Put everything from the line containing "of the wooden" down to the line containing "x=892 y=543", both of those lines included, into a numbered list with blank lines left out.
··· DATA SECTION ···
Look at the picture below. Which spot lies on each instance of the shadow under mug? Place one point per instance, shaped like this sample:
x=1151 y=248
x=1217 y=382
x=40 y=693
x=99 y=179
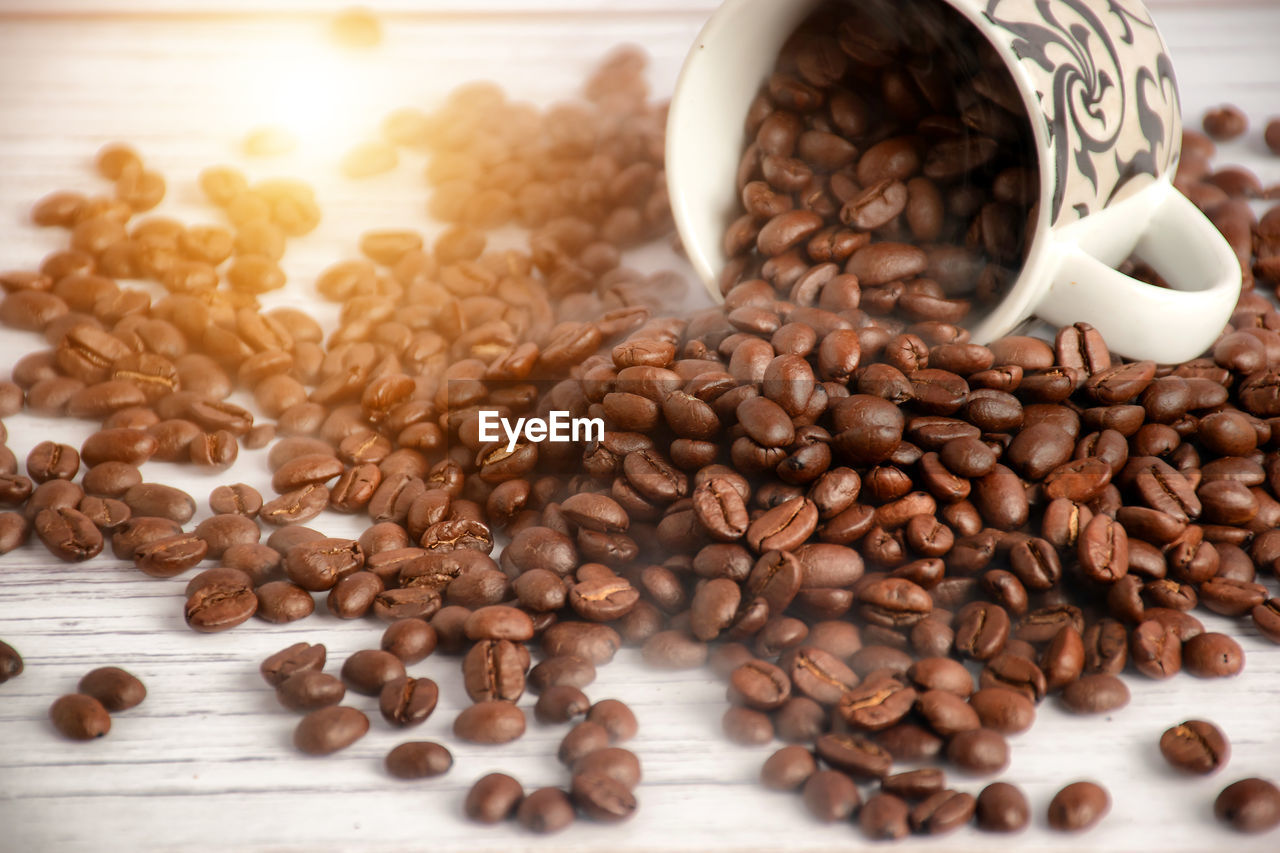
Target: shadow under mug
x=1098 y=86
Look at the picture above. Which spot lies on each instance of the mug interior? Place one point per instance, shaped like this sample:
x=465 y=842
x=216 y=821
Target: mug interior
x=705 y=138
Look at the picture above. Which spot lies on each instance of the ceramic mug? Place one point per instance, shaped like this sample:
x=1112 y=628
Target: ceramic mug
x=1098 y=86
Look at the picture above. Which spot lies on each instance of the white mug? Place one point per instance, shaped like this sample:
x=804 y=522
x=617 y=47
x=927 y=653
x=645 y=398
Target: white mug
x=1097 y=82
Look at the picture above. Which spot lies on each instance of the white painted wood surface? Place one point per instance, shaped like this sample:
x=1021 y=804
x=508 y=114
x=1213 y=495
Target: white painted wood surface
x=205 y=762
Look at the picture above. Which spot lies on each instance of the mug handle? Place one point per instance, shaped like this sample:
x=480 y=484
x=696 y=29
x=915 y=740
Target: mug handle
x=1141 y=320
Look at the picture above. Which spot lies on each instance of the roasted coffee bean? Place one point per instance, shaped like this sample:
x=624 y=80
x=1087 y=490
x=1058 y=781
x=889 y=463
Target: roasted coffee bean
x=1249 y=806
x=760 y=685
x=494 y=721
x=494 y=669
x=309 y=690
x=114 y=688
x=407 y=702
x=237 y=498
x=300 y=657
x=1156 y=649
x=493 y=798
x=1001 y=808
x=53 y=461
x=830 y=796
x=316 y=565
x=1196 y=747
x=368 y=671
x=821 y=675
x=581 y=740
x=942 y=812
x=329 y=729
x=1097 y=693
x=419 y=760
x=978 y=751
x=982 y=630
x=68 y=534
x=946 y=712
x=172 y=555
x=297 y=506
x=410 y=639
x=156 y=500
x=283 y=601
x=80 y=717
x=1004 y=710
x=746 y=726
x=883 y=817
x=561 y=703
x=617 y=719
x=544 y=811
x=1212 y=655
x=1078 y=807
x=219 y=607
x=789 y=769
x=854 y=755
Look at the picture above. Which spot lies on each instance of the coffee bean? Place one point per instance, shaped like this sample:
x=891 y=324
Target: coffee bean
x=759 y=685
x=1078 y=807
x=789 y=769
x=561 y=703
x=1225 y=122
x=1097 y=693
x=1212 y=655
x=407 y=702
x=329 y=729
x=237 y=498
x=613 y=762
x=300 y=657
x=1156 y=649
x=978 y=751
x=309 y=690
x=419 y=760
x=170 y=556
x=283 y=601
x=410 y=639
x=493 y=721
x=581 y=740
x=602 y=798
x=883 y=817
x=494 y=669
x=80 y=717
x=1001 y=808
x=156 y=500
x=544 y=811
x=368 y=671
x=68 y=534
x=1196 y=747
x=493 y=798
x=942 y=812
x=114 y=688
x=617 y=719
x=1248 y=806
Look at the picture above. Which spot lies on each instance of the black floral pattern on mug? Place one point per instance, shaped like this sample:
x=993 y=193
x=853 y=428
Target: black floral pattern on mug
x=1107 y=95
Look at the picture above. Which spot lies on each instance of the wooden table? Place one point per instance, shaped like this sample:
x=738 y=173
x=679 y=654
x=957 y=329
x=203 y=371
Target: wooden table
x=205 y=762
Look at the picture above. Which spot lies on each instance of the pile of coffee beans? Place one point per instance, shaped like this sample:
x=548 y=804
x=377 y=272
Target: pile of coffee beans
x=887 y=167
x=87 y=715
x=892 y=543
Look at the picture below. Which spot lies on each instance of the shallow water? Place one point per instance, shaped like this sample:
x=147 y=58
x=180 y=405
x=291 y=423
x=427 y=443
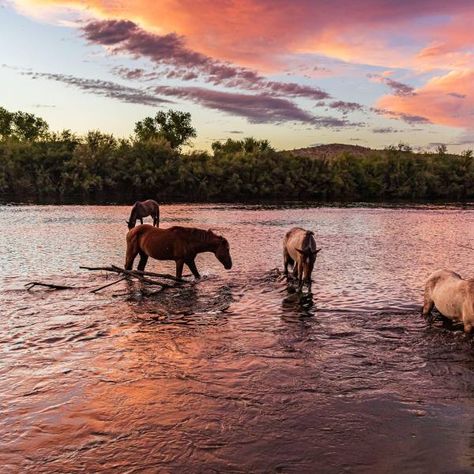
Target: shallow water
x=236 y=372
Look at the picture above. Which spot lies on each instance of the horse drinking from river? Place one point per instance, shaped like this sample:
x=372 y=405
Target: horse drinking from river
x=143 y=209
x=452 y=295
x=180 y=244
x=299 y=250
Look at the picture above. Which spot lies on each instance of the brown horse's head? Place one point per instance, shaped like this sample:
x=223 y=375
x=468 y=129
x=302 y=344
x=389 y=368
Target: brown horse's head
x=309 y=259
x=222 y=253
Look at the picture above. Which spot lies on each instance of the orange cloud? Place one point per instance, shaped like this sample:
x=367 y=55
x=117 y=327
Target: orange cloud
x=261 y=32
x=446 y=100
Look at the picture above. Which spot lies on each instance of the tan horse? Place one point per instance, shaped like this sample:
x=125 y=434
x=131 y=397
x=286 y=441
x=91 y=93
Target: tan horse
x=299 y=250
x=452 y=295
x=143 y=209
x=180 y=244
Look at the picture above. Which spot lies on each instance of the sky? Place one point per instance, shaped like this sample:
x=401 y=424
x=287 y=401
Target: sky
x=298 y=73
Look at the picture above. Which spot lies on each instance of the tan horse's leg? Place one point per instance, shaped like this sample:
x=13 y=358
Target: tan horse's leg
x=428 y=303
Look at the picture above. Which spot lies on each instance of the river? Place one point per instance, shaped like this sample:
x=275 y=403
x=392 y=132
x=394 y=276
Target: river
x=236 y=372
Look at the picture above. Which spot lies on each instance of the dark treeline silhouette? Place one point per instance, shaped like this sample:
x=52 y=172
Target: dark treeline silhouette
x=37 y=165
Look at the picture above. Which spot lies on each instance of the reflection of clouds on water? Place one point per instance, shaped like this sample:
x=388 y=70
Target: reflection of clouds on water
x=236 y=371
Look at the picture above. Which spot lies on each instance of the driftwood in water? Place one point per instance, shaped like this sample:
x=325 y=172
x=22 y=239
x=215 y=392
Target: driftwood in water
x=143 y=277
x=136 y=273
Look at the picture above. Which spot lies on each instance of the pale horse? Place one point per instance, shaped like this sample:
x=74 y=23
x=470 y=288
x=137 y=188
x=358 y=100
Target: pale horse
x=453 y=297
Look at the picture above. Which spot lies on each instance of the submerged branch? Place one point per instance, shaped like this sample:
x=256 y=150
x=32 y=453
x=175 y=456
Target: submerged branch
x=31 y=284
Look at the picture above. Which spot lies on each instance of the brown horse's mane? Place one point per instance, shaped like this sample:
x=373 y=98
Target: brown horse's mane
x=198 y=234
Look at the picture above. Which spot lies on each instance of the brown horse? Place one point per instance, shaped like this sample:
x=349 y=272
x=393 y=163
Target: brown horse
x=299 y=250
x=180 y=244
x=143 y=209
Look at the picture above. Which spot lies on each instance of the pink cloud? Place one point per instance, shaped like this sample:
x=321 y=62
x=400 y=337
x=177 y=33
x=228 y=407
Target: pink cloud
x=446 y=100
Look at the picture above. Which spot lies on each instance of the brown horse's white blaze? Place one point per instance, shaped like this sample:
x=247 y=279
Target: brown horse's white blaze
x=299 y=250
x=180 y=244
x=452 y=295
x=143 y=209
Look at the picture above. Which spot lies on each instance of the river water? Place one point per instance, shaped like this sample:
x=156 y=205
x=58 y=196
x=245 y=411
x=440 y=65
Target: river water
x=236 y=372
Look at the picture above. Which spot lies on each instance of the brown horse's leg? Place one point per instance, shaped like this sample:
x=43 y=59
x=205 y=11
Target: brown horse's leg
x=193 y=268
x=142 y=262
x=300 y=275
x=287 y=260
x=179 y=268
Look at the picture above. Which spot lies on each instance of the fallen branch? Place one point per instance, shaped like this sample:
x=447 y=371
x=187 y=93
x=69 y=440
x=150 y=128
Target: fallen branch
x=139 y=275
x=31 y=284
x=115 y=269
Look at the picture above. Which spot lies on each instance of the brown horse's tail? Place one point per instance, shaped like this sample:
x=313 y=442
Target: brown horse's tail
x=133 y=246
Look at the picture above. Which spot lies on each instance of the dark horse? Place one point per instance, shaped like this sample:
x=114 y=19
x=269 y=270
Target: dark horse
x=143 y=209
x=180 y=244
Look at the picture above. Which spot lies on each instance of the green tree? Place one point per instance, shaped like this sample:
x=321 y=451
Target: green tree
x=6 y=123
x=173 y=125
x=28 y=127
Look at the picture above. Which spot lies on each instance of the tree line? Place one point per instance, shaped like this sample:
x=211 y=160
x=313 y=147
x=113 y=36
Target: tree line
x=38 y=165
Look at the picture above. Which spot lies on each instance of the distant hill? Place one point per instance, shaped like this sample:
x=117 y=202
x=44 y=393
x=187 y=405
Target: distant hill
x=332 y=150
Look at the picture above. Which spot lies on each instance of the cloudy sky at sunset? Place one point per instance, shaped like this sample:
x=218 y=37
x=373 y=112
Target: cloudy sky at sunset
x=299 y=73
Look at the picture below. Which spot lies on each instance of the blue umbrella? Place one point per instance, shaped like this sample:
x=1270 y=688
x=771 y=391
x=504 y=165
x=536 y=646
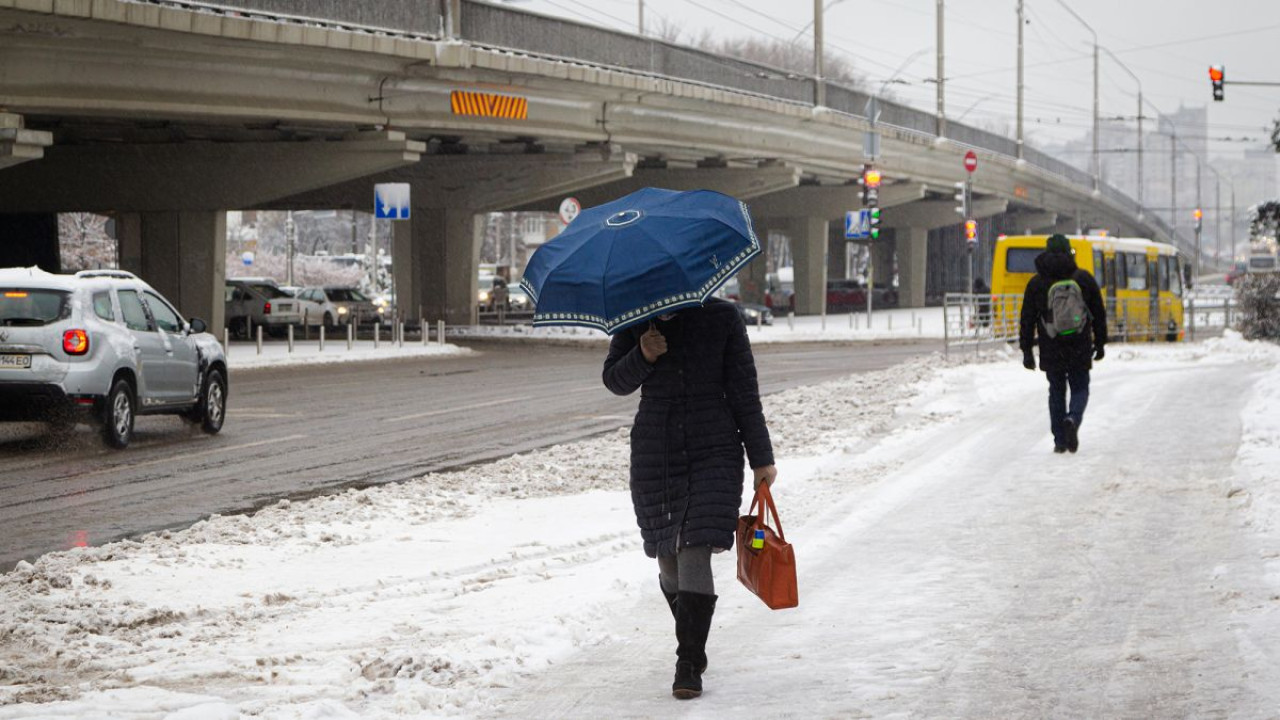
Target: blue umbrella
x=641 y=255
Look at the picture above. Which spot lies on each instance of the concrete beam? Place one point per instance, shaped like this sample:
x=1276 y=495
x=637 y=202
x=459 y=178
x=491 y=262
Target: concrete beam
x=19 y=145
x=1028 y=222
x=195 y=176
x=932 y=214
x=480 y=182
x=743 y=183
x=831 y=201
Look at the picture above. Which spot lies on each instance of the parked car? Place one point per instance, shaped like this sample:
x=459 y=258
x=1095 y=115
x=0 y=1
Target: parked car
x=259 y=302
x=104 y=346
x=337 y=305
x=492 y=294
x=519 y=300
x=754 y=313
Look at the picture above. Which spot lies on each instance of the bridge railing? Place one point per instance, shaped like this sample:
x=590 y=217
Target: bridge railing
x=519 y=31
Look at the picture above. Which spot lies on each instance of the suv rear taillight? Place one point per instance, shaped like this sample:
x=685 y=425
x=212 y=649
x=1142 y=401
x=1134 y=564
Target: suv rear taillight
x=76 y=342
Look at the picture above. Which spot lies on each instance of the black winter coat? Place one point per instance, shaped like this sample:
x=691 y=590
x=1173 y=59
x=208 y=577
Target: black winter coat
x=1060 y=352
x=699 y=408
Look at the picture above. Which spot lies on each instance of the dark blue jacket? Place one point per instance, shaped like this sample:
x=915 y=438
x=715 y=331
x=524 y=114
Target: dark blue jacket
x=699 y=408
x=1070 y=352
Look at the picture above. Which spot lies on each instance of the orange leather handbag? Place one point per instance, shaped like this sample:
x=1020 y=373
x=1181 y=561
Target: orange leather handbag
x=766 y=561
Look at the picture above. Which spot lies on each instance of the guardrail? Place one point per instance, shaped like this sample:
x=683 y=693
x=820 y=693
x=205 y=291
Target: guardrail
x=530 y=33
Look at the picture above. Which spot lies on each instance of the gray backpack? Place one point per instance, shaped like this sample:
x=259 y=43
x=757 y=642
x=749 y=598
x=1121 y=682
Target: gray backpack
x=1068 y=314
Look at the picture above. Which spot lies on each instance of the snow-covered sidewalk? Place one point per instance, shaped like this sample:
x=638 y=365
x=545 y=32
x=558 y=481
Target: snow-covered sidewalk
x=951 y=565
x=885 y=324
x=275 y=354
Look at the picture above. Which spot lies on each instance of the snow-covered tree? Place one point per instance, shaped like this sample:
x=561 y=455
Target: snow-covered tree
x=1265 y=219
x=1258 y=296
x=85 y=244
···
# ANSWER:
1. Look at the picture above. Which spot lies on each instance of the wooden table? Place one point per instance, shaped like this sample:
2. x=738 y=173
3. x=679 y=654
4. x=957 y=329
5. x=203 y=371
6. Target: wooden table
7. x=205 y=762
8. Look at the picture above. Which spot lies on each instance of the pile of coffee beans? Place one point per instance, shaped like this sample:
9. x=548 y=804
10. x=377 y=272
11. Target: pile of coffee beans
12. x=887 y=167
13. x=87 y=715
14. x=892 y=543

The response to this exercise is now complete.